• [WHAT IS BEING ASKED]
Every line holding the string "shirt" is to be copied from the entries below.

• [GIVEN RECORDS]
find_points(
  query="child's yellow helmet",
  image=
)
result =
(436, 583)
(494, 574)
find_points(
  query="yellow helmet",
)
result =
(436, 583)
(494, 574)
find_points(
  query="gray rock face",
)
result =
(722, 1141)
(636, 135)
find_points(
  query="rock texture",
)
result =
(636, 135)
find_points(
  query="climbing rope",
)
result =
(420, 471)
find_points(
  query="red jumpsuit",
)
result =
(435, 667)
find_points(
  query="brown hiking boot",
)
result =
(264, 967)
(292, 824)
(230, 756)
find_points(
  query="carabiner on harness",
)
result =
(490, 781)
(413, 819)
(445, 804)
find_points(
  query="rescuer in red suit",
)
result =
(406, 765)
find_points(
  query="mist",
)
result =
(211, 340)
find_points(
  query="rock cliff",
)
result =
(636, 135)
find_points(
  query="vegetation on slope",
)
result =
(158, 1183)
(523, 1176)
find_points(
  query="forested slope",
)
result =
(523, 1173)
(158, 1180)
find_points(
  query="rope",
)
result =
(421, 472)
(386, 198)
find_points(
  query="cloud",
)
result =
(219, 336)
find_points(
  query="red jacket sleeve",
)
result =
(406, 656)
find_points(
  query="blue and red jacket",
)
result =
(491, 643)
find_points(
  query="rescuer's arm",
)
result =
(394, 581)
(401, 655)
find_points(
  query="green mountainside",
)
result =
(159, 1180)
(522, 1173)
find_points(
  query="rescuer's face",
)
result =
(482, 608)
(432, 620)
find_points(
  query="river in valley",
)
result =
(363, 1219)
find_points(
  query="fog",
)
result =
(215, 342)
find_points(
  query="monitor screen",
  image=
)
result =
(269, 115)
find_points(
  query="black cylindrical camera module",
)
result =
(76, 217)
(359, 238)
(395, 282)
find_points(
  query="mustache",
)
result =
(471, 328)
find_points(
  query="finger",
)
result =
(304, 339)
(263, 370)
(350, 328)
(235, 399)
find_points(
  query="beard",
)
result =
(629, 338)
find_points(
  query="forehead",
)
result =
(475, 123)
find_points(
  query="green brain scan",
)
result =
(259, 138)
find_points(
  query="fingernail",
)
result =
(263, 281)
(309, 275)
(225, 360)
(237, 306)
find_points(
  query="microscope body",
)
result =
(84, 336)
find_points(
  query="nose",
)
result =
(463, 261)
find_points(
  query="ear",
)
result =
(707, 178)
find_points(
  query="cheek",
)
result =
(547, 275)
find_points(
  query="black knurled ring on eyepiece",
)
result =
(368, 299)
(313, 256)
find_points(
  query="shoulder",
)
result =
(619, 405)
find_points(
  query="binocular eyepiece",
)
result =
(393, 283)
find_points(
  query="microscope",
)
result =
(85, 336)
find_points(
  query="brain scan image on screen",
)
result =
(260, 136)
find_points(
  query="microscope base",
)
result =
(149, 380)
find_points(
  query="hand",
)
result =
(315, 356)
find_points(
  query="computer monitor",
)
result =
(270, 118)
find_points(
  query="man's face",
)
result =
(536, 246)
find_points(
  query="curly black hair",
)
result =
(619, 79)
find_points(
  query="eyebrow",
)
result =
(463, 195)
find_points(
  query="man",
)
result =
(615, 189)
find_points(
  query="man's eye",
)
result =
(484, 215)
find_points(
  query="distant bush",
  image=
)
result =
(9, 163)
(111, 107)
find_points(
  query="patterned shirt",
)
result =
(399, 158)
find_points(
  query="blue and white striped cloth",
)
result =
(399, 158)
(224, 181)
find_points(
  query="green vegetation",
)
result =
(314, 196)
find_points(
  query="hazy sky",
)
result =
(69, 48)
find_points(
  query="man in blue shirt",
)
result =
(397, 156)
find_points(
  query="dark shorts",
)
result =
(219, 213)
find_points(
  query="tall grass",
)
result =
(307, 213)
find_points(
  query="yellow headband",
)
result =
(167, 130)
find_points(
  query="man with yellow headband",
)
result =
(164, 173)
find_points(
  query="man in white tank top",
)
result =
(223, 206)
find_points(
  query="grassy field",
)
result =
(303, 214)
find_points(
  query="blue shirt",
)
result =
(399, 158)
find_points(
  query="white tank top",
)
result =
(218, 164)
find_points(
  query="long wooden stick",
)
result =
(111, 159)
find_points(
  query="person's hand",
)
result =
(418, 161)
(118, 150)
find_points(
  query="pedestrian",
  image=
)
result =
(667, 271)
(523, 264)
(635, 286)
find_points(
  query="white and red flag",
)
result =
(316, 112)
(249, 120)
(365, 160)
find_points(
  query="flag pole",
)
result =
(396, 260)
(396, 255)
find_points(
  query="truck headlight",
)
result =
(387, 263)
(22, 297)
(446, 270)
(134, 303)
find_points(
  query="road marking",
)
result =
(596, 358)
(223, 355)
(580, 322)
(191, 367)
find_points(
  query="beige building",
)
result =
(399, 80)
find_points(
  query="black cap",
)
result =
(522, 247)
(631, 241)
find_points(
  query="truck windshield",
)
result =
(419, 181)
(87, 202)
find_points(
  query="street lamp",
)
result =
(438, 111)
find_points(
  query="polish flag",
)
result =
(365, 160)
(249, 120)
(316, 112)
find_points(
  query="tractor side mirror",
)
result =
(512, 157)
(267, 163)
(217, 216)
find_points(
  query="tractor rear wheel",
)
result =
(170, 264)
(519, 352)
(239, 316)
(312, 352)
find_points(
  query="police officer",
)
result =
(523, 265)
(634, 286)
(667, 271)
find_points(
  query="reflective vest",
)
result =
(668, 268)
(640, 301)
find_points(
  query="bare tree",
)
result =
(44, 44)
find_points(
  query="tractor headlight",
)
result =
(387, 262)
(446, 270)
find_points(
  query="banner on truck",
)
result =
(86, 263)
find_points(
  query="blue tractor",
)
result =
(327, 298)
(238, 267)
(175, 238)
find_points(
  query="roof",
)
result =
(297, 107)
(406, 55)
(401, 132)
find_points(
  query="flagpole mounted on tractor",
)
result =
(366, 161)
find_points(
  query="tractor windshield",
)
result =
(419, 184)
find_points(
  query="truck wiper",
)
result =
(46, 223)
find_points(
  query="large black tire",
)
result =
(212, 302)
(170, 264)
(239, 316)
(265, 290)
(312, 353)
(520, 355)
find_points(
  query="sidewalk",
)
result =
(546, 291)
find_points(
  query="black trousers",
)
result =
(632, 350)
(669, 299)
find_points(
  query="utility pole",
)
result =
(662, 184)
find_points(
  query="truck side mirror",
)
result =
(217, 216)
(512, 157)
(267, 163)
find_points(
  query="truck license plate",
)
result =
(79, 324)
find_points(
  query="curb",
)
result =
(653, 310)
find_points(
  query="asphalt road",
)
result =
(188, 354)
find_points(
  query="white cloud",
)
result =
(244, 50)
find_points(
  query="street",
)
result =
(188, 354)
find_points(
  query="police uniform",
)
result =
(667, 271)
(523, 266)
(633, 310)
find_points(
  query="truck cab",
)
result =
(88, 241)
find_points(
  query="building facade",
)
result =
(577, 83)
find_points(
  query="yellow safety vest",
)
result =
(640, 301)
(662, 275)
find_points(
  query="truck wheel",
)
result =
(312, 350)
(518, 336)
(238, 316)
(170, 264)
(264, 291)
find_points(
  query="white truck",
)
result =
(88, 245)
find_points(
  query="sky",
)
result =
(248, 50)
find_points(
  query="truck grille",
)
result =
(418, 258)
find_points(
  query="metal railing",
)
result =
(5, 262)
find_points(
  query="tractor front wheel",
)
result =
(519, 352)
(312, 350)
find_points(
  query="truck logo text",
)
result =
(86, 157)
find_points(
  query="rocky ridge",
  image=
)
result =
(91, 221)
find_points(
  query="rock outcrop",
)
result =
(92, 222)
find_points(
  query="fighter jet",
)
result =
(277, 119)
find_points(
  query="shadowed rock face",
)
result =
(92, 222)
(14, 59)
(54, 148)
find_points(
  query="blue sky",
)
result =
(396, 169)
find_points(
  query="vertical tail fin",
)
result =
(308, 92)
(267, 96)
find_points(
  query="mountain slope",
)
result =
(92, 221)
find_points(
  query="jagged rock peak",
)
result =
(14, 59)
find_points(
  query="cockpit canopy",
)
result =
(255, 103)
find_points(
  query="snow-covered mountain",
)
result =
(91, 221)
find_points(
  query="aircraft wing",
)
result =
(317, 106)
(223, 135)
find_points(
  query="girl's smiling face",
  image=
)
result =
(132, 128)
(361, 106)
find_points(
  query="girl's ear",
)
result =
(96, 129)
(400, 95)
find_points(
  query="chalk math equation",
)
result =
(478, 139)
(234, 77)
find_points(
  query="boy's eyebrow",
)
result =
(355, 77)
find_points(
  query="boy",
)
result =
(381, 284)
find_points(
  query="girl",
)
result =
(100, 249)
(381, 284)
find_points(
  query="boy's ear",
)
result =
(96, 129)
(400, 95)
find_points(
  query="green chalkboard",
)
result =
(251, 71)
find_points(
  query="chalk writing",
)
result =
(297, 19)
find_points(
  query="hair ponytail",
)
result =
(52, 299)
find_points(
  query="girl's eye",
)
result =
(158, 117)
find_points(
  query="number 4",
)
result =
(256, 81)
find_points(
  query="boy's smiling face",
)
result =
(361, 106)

• [RESPONSE TO THIS EXERCISE]
  query="patterned shirt",
  query="man in blue shirt",
  query="blue shirt",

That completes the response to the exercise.